* **THE PROBLEM**:
Check every line of the records below for the string "each", then report only how many lines have it.

* **RECORDED INFORMATION**:
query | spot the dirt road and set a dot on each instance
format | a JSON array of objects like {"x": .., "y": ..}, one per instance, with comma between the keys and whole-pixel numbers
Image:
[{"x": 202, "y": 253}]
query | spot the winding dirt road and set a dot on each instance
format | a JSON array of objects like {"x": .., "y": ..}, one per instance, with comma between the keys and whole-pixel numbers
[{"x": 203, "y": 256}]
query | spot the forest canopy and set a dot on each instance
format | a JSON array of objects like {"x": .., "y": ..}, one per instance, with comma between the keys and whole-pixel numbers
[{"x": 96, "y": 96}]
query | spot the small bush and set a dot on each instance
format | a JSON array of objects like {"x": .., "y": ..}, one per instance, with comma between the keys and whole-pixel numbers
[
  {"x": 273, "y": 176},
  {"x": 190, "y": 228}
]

* **TASK OUTPUT**:
4